Start of Page text
Newly trending on TikTok: Dinks. They’re couples with lifestyles defined by their lack of children and by the financial and literal freedom that brings them. DINK stands for double income, no kids, a demographic originally identified in the ’80s by advertising agencies aching to relieve its members of their excess funds by selling them all the stuff their identity allowed them to own.
Think: precious, beautiful homes, lusciously furnished – because who needed to worry about sticky fingers and baby puke staining the cashmere-trimmed-everything? Not DINKs! Think last-minute luxurious travel to far-flung places, for when accommodating school holidays is Not A Thing. Think truffle oil with which to laden leisurely Sunday brunches, the ones spent in companionable silence, one of you reading the sports section, the other reading style (completely uninterrupted by tantrums and snot and need).
End of Page text
Start of Data listing
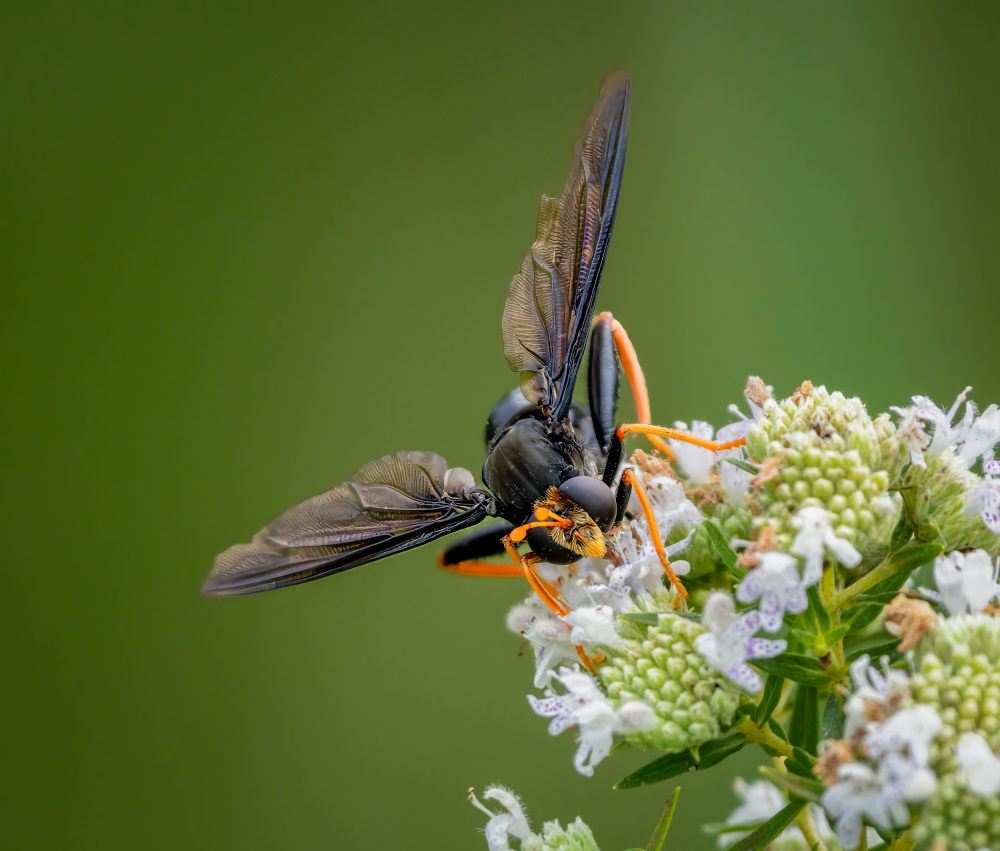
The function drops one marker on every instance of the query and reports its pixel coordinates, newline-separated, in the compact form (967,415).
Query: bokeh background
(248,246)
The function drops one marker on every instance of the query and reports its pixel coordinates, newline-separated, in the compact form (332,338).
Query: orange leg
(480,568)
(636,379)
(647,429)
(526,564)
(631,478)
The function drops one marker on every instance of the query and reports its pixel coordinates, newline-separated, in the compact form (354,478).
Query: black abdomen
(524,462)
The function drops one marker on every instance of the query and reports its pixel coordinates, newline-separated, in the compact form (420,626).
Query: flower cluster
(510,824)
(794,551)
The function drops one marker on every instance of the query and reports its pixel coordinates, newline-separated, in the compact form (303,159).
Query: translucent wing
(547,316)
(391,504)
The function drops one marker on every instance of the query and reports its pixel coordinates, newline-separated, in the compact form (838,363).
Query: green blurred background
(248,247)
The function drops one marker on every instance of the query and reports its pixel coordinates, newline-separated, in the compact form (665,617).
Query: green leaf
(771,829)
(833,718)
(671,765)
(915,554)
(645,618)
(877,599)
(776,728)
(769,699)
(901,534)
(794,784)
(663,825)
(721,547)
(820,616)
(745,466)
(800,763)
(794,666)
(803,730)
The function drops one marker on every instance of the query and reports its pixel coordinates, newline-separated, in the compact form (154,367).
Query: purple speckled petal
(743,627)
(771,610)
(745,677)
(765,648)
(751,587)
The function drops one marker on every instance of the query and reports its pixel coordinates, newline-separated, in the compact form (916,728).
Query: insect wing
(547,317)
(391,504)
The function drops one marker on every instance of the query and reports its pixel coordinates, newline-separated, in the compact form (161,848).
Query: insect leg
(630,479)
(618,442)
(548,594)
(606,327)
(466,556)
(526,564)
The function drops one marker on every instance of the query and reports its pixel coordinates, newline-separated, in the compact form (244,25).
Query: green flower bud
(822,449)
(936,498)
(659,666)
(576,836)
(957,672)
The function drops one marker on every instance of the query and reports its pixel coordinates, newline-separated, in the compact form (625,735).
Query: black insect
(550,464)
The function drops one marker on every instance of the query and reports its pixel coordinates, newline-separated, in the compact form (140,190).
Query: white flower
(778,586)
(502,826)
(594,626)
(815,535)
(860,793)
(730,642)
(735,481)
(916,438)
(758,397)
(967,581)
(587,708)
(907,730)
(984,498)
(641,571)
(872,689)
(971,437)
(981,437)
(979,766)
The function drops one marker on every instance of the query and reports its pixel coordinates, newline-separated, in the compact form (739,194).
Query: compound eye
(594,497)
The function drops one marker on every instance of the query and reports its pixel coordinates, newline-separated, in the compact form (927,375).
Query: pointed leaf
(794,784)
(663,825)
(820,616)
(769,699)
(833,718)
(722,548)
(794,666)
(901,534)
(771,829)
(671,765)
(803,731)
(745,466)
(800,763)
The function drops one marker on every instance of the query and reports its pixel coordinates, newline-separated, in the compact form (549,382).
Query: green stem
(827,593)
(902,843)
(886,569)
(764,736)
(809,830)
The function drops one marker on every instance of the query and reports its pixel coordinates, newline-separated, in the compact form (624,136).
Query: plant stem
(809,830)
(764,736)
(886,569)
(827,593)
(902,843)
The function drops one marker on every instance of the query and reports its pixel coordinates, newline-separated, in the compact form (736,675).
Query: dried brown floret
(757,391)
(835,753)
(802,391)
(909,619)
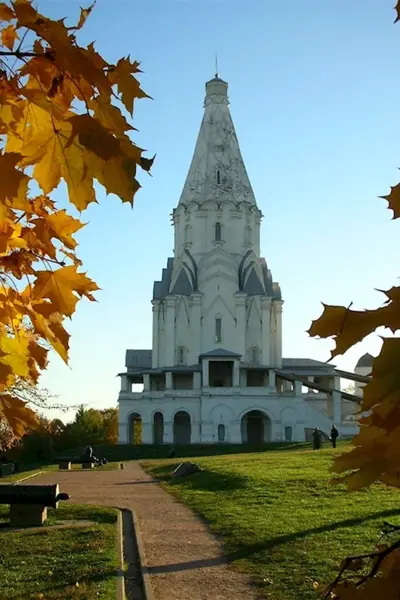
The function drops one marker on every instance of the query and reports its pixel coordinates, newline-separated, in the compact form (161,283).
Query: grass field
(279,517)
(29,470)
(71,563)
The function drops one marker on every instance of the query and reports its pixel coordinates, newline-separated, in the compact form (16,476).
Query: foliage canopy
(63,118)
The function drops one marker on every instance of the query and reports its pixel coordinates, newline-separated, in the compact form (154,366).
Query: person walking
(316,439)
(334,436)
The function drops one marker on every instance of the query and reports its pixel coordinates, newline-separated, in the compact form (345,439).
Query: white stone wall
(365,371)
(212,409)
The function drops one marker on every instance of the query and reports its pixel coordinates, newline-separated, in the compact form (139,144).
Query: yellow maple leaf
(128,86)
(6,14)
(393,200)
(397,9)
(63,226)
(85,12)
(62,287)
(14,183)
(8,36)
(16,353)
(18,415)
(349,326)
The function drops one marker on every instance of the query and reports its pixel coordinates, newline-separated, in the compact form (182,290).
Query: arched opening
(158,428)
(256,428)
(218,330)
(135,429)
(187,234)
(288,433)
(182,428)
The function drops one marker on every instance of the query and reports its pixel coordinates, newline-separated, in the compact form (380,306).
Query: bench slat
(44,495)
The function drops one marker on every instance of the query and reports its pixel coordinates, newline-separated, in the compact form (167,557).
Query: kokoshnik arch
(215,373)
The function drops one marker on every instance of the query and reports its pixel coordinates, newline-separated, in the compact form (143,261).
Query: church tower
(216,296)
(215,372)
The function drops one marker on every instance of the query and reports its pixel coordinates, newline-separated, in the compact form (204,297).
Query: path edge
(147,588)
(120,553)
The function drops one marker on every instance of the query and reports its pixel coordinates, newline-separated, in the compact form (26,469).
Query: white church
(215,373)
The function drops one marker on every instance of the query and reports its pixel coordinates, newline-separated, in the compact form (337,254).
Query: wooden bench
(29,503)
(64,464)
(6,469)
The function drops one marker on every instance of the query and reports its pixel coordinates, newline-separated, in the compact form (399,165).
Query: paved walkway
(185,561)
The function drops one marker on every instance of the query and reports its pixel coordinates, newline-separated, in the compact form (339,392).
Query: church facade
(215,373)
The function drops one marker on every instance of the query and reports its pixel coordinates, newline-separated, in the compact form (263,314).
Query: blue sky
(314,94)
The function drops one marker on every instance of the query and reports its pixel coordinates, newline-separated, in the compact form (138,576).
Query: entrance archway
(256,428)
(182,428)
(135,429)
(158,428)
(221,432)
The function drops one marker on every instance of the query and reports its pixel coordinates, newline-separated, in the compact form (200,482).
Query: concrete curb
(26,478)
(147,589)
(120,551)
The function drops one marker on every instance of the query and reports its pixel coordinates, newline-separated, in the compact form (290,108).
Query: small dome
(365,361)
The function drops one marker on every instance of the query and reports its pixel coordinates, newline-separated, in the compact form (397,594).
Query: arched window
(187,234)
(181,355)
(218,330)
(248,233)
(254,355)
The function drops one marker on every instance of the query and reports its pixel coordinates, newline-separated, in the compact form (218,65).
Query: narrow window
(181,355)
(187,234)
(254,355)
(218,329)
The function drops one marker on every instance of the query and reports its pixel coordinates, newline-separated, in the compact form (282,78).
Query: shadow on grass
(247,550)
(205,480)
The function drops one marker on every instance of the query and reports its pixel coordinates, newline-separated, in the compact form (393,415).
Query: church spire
End of Data listing
[Set exercise 1] Print the DINKs text between "Newly trending on" and "them to own.", inclusive.
[Set exercise 2]
Answer these questions from the text about DINKs:
(a) What does DINK stand for?
(b) In which decade did advertising agencies first identify this demographic?
(c) At the Sunday brunches described, which section does the second person read?
[Set exercise 3] Can you write the next part of the piece about DINKs, starting after its final sentence?

[Task result 1]
Newly trending on TikTok: Dinks. They’re couples with lifestyles defined by their lack of children and by the financial and literal freedom that brings them. DINK stands for double income, no kids, a demographic originally identified in the ’80s by advertising agencies aching to relieve its members of their excess funds by selling them all the stuff their identity allowed them to own.

[Task result 2]
(a) Double income, no kids.
(b) The '80s.
(c) The style section.

[Task result 3]
And here it is again, looking basically the same, just 2024-style – ergo, on TikTok. Have a search on the hashtag and you may encounter glossy-haired smiler @indianna knight and her 26.3k followers, with a pinned video showing her and her bloke dancing joyously around a sparklingly clean kitchen. Caption: ‘POV: your husband gets the snip so you can live forever in your DINK era’.
You may stumble across Courtney, @letravelstyle (179.1k followers), with a clip that shows her and her bloke somewhere picturesquely foreign, saying, ‘We’re DINKs, we go on 10 trips a year... We’re DINKs, we get 8 hours of sleep a night and wake up when we want to... We’re DINKs, the only TV shows we watch are ones we actually want to...’
Maybe you’ll segue up the side alley of DINKWADs – DINKs With A Dog – with videos voiced by the dog in question: a collie perches on the backseat of a speeding car, wind in its ears, with the caption, ‘Straight chillin’ in my car seat while my dual income Millennial parents escort me on another paid vacation’. Or maybe into #DINKSDinners, where childfree couples raid the shelves at Whole Foods for overpriced chicken katsu curry; or maybe #DINKScoupleproblems, which I assume covers things like ‘So hard deciding what to do with all the excess mojo we have because it isn’t ground out of us by our filthy-nappied progeny (but we can’t just keep having sex all the time, presumably?) #prayforus’.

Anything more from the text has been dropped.